[THE DATA — start]

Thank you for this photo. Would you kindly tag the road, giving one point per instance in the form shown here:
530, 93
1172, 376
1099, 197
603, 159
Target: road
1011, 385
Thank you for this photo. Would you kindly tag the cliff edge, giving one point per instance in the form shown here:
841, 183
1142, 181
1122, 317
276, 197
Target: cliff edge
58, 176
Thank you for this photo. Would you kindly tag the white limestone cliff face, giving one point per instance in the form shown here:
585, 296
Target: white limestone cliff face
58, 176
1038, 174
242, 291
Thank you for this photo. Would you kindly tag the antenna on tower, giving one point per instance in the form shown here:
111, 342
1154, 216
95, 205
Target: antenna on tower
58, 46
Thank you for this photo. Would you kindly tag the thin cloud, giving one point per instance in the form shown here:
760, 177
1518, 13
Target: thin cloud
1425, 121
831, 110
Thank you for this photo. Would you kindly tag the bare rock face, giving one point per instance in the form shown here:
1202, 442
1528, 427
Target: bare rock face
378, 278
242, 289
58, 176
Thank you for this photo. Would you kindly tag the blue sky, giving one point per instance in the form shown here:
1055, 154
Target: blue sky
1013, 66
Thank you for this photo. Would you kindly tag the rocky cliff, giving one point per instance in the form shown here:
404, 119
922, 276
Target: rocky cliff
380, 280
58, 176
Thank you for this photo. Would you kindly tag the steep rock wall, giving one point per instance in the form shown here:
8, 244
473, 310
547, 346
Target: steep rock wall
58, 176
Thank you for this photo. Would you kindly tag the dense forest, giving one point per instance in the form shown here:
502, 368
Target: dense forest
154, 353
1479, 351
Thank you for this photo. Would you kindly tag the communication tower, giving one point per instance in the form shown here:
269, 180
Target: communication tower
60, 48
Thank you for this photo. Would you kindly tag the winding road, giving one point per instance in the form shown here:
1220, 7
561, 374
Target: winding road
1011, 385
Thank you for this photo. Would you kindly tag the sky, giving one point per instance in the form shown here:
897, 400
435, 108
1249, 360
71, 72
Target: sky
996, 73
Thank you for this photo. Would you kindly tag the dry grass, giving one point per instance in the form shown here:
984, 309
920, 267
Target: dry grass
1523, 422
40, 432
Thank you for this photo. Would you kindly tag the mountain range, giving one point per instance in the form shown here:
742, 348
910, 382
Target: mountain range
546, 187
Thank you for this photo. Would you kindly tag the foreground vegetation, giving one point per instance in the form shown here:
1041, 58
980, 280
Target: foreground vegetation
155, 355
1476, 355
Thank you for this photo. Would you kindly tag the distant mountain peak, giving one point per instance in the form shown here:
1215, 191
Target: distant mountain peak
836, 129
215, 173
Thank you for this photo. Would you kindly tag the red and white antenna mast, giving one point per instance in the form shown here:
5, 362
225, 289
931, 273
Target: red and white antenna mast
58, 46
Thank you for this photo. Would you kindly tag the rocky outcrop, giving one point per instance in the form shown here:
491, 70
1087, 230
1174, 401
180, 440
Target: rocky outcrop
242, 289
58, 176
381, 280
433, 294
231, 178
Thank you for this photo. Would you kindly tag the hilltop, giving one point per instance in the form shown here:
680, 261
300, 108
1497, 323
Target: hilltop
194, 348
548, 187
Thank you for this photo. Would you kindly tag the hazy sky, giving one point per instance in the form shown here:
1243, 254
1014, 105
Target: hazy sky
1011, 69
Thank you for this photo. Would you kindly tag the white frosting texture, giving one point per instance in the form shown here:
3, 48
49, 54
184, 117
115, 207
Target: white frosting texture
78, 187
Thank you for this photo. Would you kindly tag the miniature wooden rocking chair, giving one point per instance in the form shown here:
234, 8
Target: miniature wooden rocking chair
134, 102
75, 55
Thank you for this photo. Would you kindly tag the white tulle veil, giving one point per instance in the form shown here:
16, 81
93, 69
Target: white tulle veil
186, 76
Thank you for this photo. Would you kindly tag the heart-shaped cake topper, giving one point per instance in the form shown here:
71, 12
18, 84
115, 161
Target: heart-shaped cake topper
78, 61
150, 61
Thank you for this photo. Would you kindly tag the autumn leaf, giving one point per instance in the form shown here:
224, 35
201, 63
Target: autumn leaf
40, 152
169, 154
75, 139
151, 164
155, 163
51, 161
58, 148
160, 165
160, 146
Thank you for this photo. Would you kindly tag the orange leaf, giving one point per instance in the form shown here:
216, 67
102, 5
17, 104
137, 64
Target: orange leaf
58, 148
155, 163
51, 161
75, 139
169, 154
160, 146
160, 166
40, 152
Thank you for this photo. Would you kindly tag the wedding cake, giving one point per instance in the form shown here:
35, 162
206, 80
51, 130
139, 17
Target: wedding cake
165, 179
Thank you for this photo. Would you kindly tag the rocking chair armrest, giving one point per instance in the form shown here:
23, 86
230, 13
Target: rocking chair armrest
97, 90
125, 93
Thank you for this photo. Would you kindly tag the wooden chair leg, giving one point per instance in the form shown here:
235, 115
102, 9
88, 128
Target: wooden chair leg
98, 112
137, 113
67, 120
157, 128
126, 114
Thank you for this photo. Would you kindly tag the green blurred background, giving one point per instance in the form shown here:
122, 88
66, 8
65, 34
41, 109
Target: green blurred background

[THE DATA — finish]

Please copy each line of the material that has the string "blurred" somewhere in it.

- **ANSWER FOR THIS EXERCISE**
Thank you for this photo. Would you kindly tag the green blurred background, giving one point per instance in the form shown here:
Target: green blurred background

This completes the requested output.